**What is being asked**
Copy out everything from the line containing "Would you be able to point at the green grass" down to the last of the rows, both ends included, with no change to any character.
━━ Data supplied ━━
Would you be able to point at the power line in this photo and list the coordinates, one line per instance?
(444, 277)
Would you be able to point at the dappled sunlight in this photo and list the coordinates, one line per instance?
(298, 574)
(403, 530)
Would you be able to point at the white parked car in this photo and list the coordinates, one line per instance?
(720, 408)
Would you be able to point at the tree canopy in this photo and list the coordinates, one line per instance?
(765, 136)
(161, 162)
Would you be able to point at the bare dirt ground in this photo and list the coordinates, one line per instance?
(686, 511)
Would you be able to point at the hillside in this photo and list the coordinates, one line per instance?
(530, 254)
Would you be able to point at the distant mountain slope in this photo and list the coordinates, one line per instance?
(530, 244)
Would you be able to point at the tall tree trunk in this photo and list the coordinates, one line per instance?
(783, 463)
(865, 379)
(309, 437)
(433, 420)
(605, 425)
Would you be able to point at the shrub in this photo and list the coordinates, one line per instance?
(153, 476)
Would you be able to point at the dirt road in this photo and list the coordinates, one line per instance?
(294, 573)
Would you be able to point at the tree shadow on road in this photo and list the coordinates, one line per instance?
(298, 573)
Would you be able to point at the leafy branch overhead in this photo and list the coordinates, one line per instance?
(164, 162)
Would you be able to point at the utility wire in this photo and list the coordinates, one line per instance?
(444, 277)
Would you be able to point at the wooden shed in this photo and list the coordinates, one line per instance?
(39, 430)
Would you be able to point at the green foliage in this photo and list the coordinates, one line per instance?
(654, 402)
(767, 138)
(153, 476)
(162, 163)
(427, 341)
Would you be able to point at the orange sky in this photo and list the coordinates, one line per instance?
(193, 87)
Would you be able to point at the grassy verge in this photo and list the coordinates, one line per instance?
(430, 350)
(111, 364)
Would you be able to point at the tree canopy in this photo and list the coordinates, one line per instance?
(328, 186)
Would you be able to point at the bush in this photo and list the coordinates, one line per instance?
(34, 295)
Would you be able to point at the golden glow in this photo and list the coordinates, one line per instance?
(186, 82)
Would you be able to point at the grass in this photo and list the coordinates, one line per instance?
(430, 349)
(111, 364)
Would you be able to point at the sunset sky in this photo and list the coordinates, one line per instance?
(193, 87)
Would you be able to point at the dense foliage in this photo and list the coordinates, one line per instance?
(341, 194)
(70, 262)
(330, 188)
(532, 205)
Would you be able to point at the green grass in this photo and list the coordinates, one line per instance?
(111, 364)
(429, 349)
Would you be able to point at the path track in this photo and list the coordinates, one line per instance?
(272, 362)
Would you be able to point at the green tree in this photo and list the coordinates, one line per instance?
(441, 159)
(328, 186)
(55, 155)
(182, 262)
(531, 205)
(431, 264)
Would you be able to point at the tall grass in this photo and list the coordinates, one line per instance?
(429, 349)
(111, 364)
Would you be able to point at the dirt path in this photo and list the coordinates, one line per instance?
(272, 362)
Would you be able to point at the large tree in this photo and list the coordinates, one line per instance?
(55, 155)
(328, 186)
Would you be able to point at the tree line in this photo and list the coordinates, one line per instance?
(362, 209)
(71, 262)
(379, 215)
━━━
**Answer to the problem**
Would you be able to point at the green grass in this photo and list the coordinates, one line per instance?
(111, 364)
(429, 349)
Would you be able to point at the path track in this photo and list the coordinates, one line per instance?
(272, 362)
Would you be able to point at the green tree in this photo and list the coordinates, one line per instance?
(441, 159)
(328, 186)
(55, 155)
(182, 262)
(531, 205)
(431, 264)
Would you be able to point at the tall grass in this photo and list the coordinates, one line per instance?
(429, 349)
(111, 364)
Would you be able to point at the dirt path in this photo and list the coordinates, one line per instance?
(272, 362)
Would you be able to point at the large tree in this photo and list the coordinates, one line per instance?
(55, 155)
(328, 186)
Would you be able to point at the tree line in this photo and list the coordinates, one line per instance?
(362, 209)
(71, 262)
(379, 215)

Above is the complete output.